--- Begin Material for the task ---
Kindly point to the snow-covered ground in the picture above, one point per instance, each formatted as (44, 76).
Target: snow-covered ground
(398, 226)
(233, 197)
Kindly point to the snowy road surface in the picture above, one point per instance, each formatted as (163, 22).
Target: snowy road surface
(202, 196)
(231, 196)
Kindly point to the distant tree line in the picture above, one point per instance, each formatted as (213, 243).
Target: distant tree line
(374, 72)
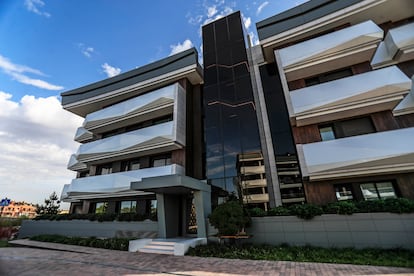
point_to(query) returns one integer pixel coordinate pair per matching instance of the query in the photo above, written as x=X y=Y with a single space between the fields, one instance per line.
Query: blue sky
x=51 y=46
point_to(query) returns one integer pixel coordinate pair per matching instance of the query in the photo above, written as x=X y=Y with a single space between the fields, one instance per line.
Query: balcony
x=256 y=198
x=82 y=135
x=151 y=140
x=398 y=46
x=357 y=95
x=257 y=183
x=331 y=51
x=252 y=170
x=113 y=184
x=364 y=155
x=406 y=106
x=155 y=104
x=75 y=165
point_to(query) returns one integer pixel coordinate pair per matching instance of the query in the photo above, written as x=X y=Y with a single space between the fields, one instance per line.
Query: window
x=130 y=165
x=101 y=207
x=379 y=190
x=104 y=169
x=327 y=133
x=347 y=128
x=343 y=192
x=161 y=160
x=128 y=207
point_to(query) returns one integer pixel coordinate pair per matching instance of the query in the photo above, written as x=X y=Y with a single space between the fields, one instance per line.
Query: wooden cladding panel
x=306 y=134
x=405 y=120
x=384 y=121
x=319 y=193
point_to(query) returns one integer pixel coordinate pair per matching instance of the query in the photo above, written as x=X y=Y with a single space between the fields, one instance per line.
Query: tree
x=51 y=206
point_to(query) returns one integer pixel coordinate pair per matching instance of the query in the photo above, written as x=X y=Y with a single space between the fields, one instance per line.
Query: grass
x=370 y=256
x=4 y=243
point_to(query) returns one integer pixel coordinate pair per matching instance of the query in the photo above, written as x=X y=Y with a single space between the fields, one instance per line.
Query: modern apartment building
x=322 y=110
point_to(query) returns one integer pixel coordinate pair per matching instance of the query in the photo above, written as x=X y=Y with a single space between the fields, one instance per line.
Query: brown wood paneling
x=296 y=84
x=306 y=134
x=384 y=121
x=178 y=157
x=319 y=193
x=361 y=68
x=405 y=184
x=405 y=120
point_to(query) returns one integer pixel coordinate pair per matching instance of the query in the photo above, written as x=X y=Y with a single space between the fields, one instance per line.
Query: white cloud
x=87 y=51
x=35 y=6
x=260 y=8
x=211 y=11
x=179 y=47
x=17 y=72
x=36 y=141
x=110 y=71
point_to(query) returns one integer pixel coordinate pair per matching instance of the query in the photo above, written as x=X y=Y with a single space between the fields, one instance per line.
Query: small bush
x=306 y=211
x=257 y=212
x=279 y=211
x=110 y=243
x=341 y=208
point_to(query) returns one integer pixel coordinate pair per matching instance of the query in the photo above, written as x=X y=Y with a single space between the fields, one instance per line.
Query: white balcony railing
x=154 y=139
x=360 y=94
x=376 y=153
x=398 y=46
x=141 y=108
x=75 y=165
x=256 y=198
x=92 y=186
x=331 y=51
x=83 y=135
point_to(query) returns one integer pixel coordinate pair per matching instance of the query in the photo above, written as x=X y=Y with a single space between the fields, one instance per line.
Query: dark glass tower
x=230 y=122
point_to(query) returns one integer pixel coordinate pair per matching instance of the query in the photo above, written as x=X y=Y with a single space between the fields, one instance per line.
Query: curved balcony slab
x=360 y=94
x=154 y=139
x=406 y=106
x=331 y=51
x=138 y=109
x=370 y=154
x=398 y=46
x=94 y=186
x=75 y=165
x=82 y=135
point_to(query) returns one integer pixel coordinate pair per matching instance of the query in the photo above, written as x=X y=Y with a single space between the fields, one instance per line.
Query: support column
x=202 y=202
x=162 y=229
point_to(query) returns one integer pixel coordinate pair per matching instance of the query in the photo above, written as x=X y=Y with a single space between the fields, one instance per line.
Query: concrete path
x=59 y=259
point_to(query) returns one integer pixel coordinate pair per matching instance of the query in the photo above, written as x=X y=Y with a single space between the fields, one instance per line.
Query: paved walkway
x=59 y=259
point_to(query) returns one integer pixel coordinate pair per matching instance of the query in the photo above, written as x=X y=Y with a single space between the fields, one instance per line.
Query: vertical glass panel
x=343 y=192
x=128 y=206
x=327 y=133
x=369 y=191
x=101 y=207
x=386 y=190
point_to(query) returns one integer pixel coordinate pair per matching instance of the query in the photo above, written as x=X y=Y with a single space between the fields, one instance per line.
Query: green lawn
x=381 y=257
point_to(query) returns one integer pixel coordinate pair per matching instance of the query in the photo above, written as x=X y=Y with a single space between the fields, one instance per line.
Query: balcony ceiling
x=360 y=94
x=371 y=154
x=379 y=11
x=331 y=51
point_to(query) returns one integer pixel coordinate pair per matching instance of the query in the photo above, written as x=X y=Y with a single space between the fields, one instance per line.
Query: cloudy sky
x=51 y=46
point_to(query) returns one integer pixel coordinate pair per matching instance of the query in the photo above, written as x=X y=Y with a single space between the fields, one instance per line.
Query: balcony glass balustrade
x=370 y=154
x=115 y=182
x=360 y=94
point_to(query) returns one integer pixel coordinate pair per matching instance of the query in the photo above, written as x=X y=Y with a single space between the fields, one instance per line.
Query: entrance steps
x=177 y=246
x=159 y=247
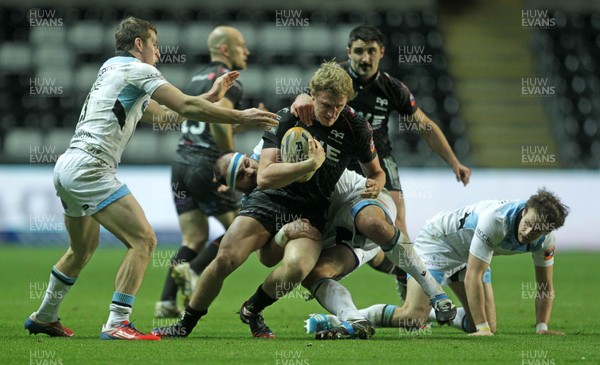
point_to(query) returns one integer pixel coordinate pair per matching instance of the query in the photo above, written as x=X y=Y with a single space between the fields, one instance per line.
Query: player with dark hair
x=354 y=224
x=457 y=248
x=377 y=95
x=195 y=194
x=128 y=89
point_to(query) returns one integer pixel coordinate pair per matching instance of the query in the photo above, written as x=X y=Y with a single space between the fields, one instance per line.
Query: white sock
x=379 y=314
x=403 y=255
x=334 y=297
x=460 y=321
x=117 y=315
x=58 y=287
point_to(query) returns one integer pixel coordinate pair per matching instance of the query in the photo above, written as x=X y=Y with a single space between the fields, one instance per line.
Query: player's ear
x=138 y=43
x=224 y=50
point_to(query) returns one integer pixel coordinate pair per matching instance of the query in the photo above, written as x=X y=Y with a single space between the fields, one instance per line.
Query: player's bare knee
x=226 y=262
x=295 y=273
x=267 y=260
x=148 y=242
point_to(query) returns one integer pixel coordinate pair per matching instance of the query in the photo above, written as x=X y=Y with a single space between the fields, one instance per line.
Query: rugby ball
x=294 y=148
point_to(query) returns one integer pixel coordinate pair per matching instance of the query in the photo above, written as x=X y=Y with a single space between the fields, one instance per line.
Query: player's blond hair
x=332 y=78
x=129 y=29
x=549 y=207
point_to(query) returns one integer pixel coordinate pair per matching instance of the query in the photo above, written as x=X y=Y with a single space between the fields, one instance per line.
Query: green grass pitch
x=221 y=338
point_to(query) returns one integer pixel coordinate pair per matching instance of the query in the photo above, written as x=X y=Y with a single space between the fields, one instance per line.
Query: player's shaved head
x=221 y=35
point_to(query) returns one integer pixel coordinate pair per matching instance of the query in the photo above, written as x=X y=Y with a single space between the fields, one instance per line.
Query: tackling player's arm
x=273 y=174
x=160 y=114
x=304 y=108
x=197 y=108
x=490 y=305
x=223 y=133
x=375 y=179
x=220 y=86
x=489 y=231
x=438 y=143
x=544 y=299
x=475 y=295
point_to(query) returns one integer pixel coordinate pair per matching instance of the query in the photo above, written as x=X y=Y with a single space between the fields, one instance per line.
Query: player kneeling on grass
x=457 y=248
x=85 y=175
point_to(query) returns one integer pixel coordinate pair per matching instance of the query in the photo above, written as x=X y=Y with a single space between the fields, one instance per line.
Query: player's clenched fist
x=316 y=152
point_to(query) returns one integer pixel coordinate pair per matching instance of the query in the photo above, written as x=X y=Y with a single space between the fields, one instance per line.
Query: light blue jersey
x=114 y=106
x=483 y=229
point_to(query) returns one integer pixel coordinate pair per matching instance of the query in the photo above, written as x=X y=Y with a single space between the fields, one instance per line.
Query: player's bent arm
x=220 y=86
x=160 y=114
x=544 y=298
x=274 y=175
x=439 y=144
x=196 y=108
x=475 y=293
x=223 y=133
x=374 y=172
x=303 y=107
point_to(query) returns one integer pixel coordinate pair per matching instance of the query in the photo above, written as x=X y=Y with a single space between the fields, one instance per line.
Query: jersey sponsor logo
x=463 y=220
x=332 y=153
x=155 y=75
x=337 y=135
x=200 y=77
x=351 y=111
x=381 y=104
x=381 y=101
x=483 y=236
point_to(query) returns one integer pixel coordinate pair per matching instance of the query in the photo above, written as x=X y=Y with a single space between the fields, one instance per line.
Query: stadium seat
x=177 y=75
x=87 y=37
x=15 y=57
x=46 y=36
x=167 y=145
x=276 y=40
x=252 y=80
x=194 y=36
x=248 y=30
x=315 y=39
x=168 y=34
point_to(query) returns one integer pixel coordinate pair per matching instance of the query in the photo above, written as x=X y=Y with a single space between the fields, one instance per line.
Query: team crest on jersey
x=351 y=111
x=381 y=101
x=381 y=104
x=413 y=103
x=337 y=135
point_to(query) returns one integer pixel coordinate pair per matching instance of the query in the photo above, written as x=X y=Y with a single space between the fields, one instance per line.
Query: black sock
x=184 y=254
x=200 y=262
x=388 y=267
x=191 y=317
x=259 y=301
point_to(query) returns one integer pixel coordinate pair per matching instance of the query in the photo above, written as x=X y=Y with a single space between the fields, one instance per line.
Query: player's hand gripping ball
x=294 y=148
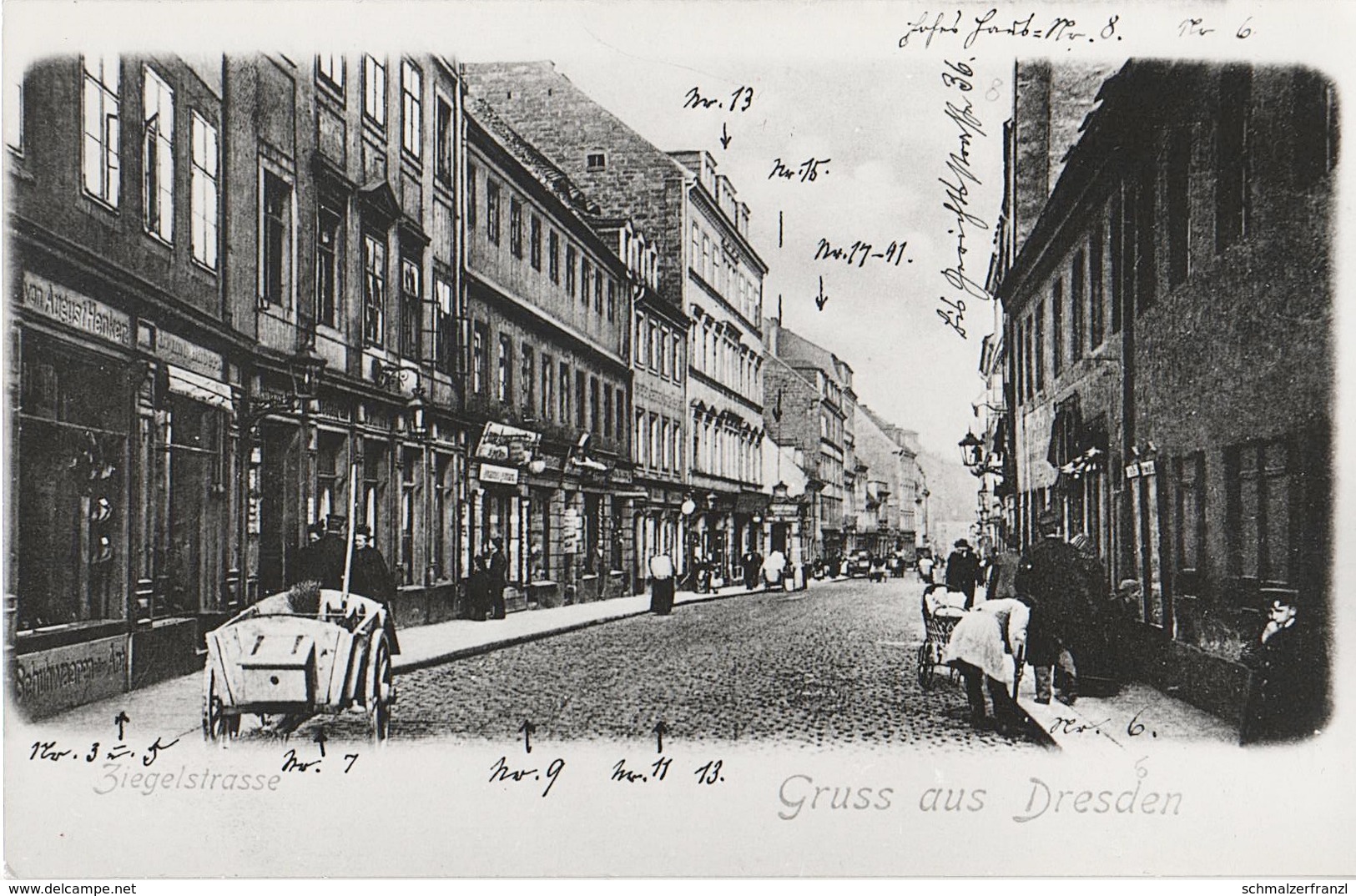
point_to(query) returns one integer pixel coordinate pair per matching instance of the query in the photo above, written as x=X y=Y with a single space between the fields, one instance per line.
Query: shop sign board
x=507 y=444
x=67 y=307
x=72 y=675
x=498 y=475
--- End Material for the task ---
The problem: How many rows above contain the string "tree"? Case counts. Reply with the number only.

Solution: 3